DOCUMENT TEXT
┄┄┄┄┄┄┄┄┄┄
Archive for February, 2009

Textbook Author Denied Dastar

Tuesday, February 3rd, 2009


Textbook cases can get complicated. Those complications generally do not arise in association with the manuscript or first edition, but with the subsequent updates and revisions. This is often the result of the original authors being assisted, or superceded, by other contributing authors. Sometimes the credit and acknowledgement of each contribution is not adequately represented.

The Plaintiff, Vogel, was invited by the Defendant, textbook publisher Wolters Kluwer Health dba Lippincott et al, to author one section of the medical textbook “Pathology” in the Second and Third revisions. Plaintiff was not asked to participate in the Fourth revision; however, the Fourth revision includes portions of Plaintiff’s contributions to the preceding revisions. Plaintiff received no attribution for his earlier, iterative contributions; authorship for the Fourth revision has been credited to a completely new author-physician.

The Court of the Middle District of North Carolina granted the Defendant’s motion to dismiss Plaintiff’s claim of false designations of origin on the grounds that “Section 43(a) does not protect the merely communicative aspects of the goods apart from the goods themselves.” Specifically finding that Plaintiff’s interpretation of Dastar is “incorrect,” the Court held that any claims of false authorship attribution must be pursued under copyright law. The copyright claim survives the motion to dismiss and the case will go forward to trial.
┄┄┄┄┄┄┄┄┄┄
GIVEN ENTRIES

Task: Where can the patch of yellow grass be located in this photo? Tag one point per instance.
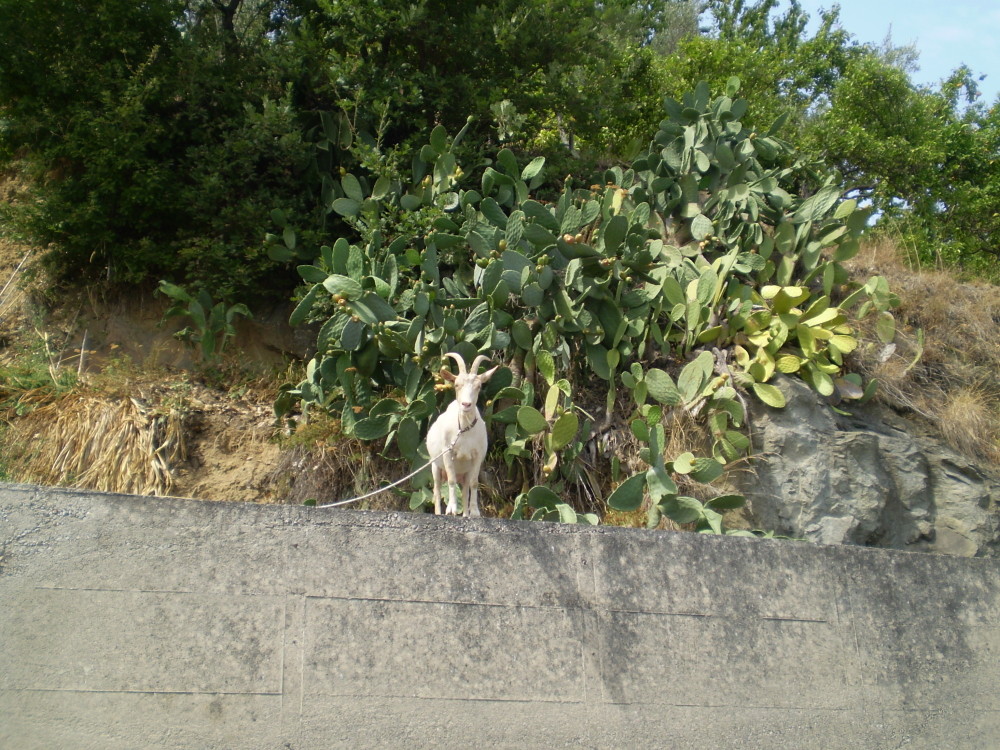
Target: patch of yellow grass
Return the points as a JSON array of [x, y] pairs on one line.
[[100, 442]]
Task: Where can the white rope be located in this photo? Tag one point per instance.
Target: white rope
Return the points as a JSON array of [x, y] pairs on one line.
[[408, 476]]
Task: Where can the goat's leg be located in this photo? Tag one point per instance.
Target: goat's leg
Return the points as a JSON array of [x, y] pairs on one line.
[[453, 491], [452, 477], [472, 495], [436, 474]]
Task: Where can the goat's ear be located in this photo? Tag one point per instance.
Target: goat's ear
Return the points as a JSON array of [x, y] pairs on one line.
[[483, 377]]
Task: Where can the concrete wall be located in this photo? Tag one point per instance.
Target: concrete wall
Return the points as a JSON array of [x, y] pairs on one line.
[[150, 623]]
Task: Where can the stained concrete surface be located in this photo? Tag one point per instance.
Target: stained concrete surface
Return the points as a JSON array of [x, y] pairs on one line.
[[134, 622]]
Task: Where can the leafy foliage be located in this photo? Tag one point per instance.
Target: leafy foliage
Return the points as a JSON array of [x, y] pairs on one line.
[[214, 322], [157, 145], [698, 255]]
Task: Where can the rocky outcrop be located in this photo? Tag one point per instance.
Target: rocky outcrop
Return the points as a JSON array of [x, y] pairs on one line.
[[869, 477]]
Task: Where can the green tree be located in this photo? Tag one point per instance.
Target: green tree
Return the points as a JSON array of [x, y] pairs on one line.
[[157, 136]]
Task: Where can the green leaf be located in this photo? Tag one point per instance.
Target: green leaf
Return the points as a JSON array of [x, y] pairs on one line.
[[684, 463], [543, 497], [769, 394], [701, 227], [564, 430], [713, 519], [817, 206], [343, 285], [347, 207], [546, 365], [629, 494], [885, 327], [706, 470], [439, 139], [531, 420], [681, 509], [566, 513], [726, 502], [373, 428], [302, 309], [661, 387], [659, 483], [493, 213], [533, 168], [352, 188]]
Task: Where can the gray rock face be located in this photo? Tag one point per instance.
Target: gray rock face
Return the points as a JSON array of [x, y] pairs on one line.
[[871, 478]]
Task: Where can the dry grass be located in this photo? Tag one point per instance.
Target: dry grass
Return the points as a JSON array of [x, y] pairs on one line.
[[319, 463], [947, 353], [102, 443]]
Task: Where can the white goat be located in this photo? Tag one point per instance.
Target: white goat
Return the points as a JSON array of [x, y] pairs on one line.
[[457, 440]]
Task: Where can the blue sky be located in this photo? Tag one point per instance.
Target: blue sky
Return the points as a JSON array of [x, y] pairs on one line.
[[947, 33]]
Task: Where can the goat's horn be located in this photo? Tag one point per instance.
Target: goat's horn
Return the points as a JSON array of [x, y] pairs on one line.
[[474, 367], [461, 362]]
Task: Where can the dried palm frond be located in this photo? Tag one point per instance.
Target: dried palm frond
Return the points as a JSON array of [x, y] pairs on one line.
[[102, 443]]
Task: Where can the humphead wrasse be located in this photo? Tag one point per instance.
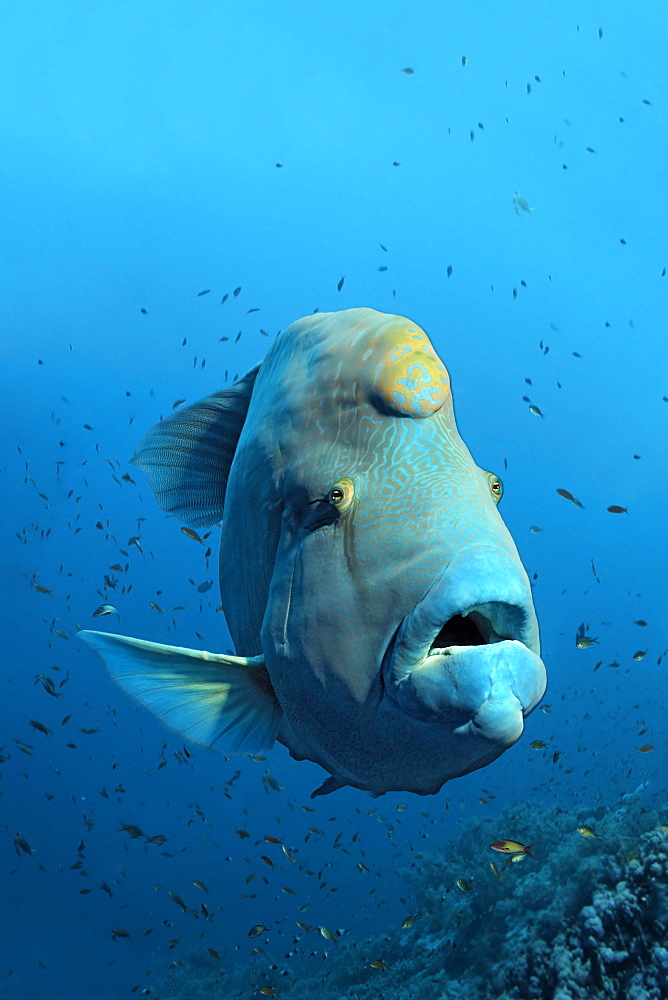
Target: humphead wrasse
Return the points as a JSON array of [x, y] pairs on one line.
[[383, 619]]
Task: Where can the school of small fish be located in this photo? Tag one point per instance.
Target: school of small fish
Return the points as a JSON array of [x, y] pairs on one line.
[[297, 869]]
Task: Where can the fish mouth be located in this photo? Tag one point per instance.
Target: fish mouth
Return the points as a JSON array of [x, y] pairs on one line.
[[480, 625], [472, 666]]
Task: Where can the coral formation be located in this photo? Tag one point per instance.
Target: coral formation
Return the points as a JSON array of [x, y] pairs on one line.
[[587, 919]]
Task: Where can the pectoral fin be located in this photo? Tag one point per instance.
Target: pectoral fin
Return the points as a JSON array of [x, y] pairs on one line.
[[224, 702]]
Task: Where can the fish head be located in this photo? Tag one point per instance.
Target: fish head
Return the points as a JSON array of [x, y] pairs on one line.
[[399, 631]]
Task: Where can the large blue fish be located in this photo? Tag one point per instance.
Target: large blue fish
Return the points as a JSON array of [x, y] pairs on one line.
[[384, 617]]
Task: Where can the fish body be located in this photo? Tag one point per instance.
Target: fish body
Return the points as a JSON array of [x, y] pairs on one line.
[[520, 204], [511, 847], [383, 619]]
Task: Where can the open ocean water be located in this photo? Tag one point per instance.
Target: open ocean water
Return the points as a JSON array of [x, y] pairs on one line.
[[180, 182]]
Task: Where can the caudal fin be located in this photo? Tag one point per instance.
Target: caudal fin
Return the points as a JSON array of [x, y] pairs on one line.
[[224, 702]]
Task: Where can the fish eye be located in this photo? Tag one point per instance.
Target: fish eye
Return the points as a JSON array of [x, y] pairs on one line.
[[341, 494], [496, 486]]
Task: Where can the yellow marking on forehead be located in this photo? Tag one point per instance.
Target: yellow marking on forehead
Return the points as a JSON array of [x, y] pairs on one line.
[[403, 372]]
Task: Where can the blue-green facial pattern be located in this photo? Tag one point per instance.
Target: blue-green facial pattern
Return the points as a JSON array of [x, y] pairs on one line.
[[372, 568]]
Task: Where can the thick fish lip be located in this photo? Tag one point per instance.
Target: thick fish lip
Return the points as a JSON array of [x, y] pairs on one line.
[[470, 661]]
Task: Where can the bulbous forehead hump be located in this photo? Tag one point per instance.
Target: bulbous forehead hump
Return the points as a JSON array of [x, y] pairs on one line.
[[395, 366]]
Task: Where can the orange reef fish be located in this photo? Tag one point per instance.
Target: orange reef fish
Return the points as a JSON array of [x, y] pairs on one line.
[[383, 619]]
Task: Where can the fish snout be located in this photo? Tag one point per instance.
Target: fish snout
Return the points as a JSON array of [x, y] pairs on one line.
[[480, 692]]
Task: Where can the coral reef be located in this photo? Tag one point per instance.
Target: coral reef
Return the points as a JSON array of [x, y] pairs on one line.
[[586, 919]]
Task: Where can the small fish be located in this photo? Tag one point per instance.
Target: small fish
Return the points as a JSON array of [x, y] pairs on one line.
[[104, 609], [569, 496], [36, 724], [512, 847], [584, 641], [520, 204], [191, 533], [21, 845], [132, 831]]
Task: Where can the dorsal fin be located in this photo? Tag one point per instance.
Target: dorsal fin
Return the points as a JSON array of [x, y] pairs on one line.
[[187, 456]]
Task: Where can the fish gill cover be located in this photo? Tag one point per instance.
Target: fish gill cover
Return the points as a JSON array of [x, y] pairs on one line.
[[178, 187]]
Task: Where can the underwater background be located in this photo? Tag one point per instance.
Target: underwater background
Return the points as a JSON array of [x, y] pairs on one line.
[[180, 181]]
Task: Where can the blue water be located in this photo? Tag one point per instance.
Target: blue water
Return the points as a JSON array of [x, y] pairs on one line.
[[140, 145]]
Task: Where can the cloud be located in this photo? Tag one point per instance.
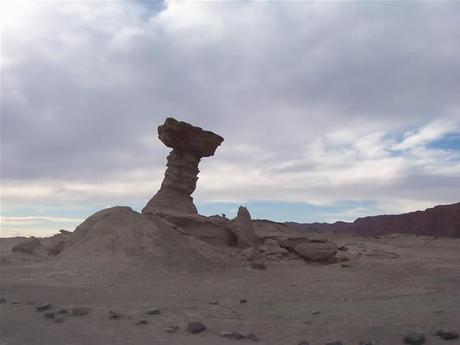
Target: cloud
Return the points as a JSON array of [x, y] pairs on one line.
[[317, 102]]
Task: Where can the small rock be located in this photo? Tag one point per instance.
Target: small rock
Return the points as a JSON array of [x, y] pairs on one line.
[[49, 315], [171, 329], [414, 339], [239, 336], [258, 265], [58, 318], [113, 315], [447, 335], [153, 311], [195, 327], [77, 311], [43, 306]]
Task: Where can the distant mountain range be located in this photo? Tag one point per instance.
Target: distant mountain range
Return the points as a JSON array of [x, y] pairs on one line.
[[442, 220]]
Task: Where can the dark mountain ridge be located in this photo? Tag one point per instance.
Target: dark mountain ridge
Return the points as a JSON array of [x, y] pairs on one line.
[[441, 220]]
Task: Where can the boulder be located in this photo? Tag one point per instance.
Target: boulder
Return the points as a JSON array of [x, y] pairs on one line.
[[189, 145], [315, 251], [241, 226]]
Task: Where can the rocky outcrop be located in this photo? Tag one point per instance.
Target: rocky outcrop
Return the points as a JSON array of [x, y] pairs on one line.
[[316, 251], [209, 229], [241, 226], [29, 246], [189, 145], [442, 220]]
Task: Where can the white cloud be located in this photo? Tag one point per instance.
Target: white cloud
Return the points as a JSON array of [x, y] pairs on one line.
[[311, 98]]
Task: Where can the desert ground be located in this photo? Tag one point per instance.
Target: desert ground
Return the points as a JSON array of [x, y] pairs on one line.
[[392, 285]]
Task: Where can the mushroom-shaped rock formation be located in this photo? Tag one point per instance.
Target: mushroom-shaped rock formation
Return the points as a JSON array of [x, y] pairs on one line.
[[189, 145]]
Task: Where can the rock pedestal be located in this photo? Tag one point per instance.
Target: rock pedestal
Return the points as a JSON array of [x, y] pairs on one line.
[[189, 145]]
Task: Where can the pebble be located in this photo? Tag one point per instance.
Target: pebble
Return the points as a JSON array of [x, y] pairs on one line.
[[153, 311], [49, 315], [43, 306], [195, 327], [171, 329], [414, 339], [447, 335], [77, 311], [239, 336], [113, 315], [258, 265]]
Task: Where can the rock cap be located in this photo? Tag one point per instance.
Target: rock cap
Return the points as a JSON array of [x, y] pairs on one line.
[[185, 137]]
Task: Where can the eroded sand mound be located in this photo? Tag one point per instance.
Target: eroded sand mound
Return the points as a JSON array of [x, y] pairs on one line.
[[120, 233]]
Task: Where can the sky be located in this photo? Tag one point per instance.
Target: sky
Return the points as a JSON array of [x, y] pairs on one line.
[[329, 110]]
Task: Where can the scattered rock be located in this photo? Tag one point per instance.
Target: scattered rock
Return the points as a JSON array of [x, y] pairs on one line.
[[27, 246], [77, 311], [43, 306], [239, 336], [314, 251], [414, 339], [49, 315], [447, 335], [195, 327], [56, 248], [154, 311], [258, 265], [113, 315], [171, 329]]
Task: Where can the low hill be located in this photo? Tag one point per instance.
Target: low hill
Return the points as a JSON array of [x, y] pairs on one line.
[[441, 220]]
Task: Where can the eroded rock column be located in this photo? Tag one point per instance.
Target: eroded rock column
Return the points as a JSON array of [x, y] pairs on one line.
[[189, 145]]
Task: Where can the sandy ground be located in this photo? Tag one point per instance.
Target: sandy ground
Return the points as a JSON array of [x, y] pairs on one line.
[[398, 284]]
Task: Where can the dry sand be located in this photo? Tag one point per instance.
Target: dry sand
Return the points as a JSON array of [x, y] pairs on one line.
[[399, 284]]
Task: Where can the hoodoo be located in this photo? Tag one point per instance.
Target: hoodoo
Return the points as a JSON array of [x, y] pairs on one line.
[[189, 144]]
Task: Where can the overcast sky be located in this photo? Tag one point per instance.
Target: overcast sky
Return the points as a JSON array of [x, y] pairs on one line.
[[330, 111]]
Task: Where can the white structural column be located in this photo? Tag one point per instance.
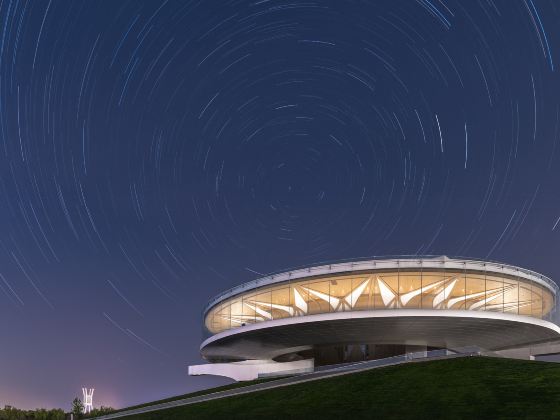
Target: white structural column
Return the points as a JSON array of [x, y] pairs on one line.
[[252, 369]]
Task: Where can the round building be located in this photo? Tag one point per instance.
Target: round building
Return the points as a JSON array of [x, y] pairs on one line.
[[376, 308]]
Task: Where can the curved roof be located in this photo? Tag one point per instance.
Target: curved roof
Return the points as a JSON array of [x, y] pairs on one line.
[[387, 263]]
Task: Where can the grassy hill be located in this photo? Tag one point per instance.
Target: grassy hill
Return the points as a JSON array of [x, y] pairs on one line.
[[466, 388]]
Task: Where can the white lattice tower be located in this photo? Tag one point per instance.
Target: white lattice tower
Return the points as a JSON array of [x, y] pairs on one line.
[[88, 399]]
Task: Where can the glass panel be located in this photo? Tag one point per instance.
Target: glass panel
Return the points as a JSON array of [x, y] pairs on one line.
[[340, 294], [319, 297], [454, 291], [432, 287], [494, 294], [524, 305], [280, 303], [362, 288], [536, 301], [410, 288], [435, 289], [511, 296], [475, 292]]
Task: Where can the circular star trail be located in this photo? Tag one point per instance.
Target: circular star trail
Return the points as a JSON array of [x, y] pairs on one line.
[[155, 153]]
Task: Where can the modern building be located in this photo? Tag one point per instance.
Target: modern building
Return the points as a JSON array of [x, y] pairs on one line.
[[361, 310]]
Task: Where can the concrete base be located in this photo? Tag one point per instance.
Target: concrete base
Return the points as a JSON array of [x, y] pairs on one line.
[[532, 352], [253, 369]]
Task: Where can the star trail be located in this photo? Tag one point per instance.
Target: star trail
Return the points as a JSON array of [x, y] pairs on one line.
[[155, 153]]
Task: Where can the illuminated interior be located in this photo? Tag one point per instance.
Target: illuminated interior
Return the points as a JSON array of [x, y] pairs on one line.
[[475, 291]]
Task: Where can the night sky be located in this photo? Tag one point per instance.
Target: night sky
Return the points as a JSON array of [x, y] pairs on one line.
[[153, 154]]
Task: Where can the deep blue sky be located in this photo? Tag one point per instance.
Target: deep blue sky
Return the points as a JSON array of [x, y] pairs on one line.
[[155, 153]]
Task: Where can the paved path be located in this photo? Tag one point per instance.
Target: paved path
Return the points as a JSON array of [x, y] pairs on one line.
[[337, 371]]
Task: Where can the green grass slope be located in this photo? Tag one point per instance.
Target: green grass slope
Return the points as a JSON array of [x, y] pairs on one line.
[[465, 388]]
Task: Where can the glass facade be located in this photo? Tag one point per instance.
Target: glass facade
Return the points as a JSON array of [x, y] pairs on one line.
[[378, 290]]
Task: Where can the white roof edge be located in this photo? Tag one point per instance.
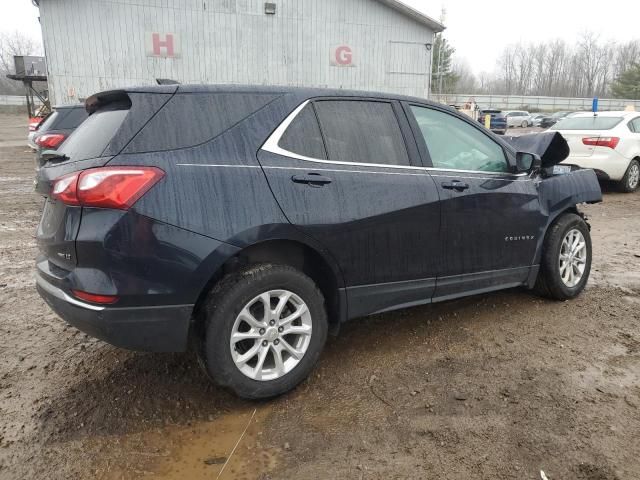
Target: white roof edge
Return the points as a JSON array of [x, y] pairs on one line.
[[414, 14]]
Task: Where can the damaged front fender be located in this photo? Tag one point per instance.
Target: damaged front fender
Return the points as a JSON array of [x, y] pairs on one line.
[[559, 191]]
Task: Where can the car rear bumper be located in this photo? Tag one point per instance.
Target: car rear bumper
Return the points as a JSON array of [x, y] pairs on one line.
[[155, 329], [611, 166]]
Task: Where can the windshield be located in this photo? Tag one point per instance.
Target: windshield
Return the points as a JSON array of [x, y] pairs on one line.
[[587, 123]]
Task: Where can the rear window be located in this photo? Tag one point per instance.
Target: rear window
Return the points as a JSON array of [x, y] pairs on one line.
[[587, 123], [70, 118], [190, 119], [91, 138]]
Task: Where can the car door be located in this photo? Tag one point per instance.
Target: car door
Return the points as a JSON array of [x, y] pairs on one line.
[[491, 218], [341, 171]]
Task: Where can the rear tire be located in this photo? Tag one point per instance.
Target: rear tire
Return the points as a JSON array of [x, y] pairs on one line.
[[235, 308], [631, 179], [566, 258]]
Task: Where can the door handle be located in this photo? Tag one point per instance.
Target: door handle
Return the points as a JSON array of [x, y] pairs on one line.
[[456, 185], [313, 179]]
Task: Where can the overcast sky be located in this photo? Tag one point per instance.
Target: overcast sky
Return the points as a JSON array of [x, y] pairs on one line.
[[477, 29], [480, 29]]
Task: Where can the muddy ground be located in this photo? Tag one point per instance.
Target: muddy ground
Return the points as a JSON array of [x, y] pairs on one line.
[[499, 386]]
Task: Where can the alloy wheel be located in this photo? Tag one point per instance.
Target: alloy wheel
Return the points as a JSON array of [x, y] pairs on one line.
[[270, 335], [573, 258], [634, 176]]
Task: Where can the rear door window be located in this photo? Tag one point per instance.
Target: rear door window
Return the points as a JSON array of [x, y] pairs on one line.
[[361, 131], [453, 144], [91, 138], [303, 135]]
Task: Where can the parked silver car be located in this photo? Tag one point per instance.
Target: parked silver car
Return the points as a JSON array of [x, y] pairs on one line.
[[518, 118]]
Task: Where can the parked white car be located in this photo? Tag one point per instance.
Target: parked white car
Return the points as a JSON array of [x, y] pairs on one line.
[[518, 118], [607, 142]]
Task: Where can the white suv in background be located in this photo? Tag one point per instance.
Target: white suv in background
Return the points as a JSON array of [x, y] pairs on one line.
[[518, 118], [607, 142]]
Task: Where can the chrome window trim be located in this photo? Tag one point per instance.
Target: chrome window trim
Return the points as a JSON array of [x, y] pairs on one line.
[[272, 146]]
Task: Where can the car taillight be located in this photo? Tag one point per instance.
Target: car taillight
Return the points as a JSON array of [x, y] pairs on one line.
[[95, 298], [610, 142], [50, 140], [107, 187]]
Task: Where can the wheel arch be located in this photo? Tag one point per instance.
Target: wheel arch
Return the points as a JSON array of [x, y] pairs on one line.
[[314, 263], [541, 240]]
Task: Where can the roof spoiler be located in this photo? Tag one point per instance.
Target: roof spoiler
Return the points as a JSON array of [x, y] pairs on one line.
[[166, 81]]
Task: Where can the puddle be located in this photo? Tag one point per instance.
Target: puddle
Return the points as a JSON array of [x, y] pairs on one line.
[[227, 448]]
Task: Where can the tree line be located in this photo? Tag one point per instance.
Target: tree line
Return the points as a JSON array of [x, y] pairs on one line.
[[589, 67]]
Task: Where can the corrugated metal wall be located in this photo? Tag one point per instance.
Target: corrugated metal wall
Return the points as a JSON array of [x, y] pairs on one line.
[[93, 45]]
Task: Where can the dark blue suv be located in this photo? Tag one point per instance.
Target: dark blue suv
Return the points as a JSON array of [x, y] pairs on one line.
[[249, 222]]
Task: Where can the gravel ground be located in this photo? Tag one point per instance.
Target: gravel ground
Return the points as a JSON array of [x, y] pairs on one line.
[[499, 386]]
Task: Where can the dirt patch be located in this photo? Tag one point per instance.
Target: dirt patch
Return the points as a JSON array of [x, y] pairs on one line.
[[497, 386]]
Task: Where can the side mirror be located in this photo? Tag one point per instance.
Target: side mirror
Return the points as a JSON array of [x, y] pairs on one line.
[[527, 162], [52, 155]]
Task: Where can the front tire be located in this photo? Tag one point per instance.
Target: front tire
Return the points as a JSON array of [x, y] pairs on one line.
[[566, 258], [631, 179], [264, 329]]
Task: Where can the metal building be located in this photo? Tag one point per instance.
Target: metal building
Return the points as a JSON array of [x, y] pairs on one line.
[[94, 45]]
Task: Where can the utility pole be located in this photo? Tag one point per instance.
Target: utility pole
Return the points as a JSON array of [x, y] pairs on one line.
[[443, 14]]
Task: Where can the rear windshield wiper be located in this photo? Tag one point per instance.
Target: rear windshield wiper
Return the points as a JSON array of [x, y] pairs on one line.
[[53, 156]]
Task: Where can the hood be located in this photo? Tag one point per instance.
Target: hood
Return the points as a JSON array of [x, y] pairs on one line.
[[550, 146]]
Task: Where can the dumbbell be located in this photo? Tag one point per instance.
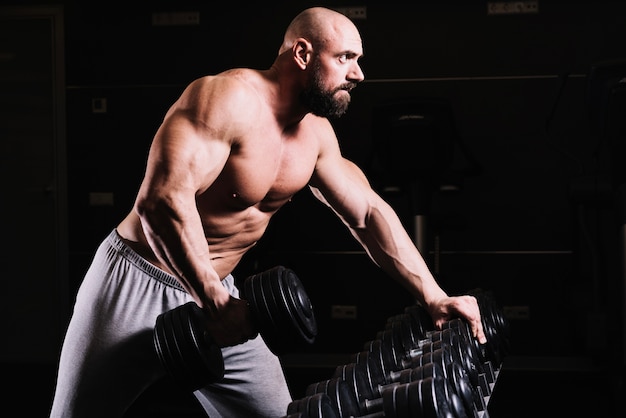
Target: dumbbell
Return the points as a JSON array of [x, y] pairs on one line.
[[426, 398], [282, 313], [391, 355], [402, 347], [495, 327], [367, 381], [361, 403]]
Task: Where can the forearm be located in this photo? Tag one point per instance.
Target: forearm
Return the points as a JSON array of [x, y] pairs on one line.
[[388, 244]]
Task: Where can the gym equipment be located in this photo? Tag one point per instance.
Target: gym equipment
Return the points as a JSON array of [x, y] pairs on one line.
[[341, 389], [438, 362], [282, 313], [431, 397], [413, 369]]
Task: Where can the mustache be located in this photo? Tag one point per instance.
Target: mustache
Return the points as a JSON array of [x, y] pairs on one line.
[[346, 86]]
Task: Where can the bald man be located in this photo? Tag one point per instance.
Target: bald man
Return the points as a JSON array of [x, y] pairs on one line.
[[230, 152]]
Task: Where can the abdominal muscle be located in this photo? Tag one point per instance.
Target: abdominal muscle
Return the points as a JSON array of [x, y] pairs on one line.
[[229, 238]]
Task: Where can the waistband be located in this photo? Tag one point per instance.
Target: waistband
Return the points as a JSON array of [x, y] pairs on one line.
[[116, 242]]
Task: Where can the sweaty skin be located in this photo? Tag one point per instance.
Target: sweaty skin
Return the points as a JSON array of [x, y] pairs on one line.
[[237, 146]]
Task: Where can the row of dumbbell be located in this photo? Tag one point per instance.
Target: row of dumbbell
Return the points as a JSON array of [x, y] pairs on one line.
[[411, 370]]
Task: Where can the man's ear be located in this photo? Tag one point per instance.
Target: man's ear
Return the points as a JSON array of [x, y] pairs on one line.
[[302, 52]]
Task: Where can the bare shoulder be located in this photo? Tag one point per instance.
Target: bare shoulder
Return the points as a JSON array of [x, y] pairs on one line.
[[228, 93]]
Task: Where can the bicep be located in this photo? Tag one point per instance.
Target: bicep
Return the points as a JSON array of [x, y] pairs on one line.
[[184, 157], [343, 186]]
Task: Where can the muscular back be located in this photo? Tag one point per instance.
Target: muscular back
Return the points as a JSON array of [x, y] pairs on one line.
[[222, 155]]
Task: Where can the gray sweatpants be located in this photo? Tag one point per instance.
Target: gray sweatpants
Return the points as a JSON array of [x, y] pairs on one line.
[[108, 359]]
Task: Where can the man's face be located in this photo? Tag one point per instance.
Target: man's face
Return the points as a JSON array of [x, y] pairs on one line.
┄┄┄┄┄┄┄┄┄┄
PROBLEM DESCRIPTION
Return the passage of the textbook-authorship case text starting with "Archive for February, 2009" and going on through "not adequately represented.", copied word for word.

WRITTEN SOLUTION
Archive for February, 2009

Textbook Author Denied Dastar

Tuesday, February 3rd, 2009


Textbook cases can get complicated. Those complications generally do not arise in association with the manuscript or first edition, but with the subsequent updates and revisions. This is often the result of the original authors being assisted, or superceded, by other contributing authors. Sometimes the credit and acknowledgement of each contribution is not adequately represented.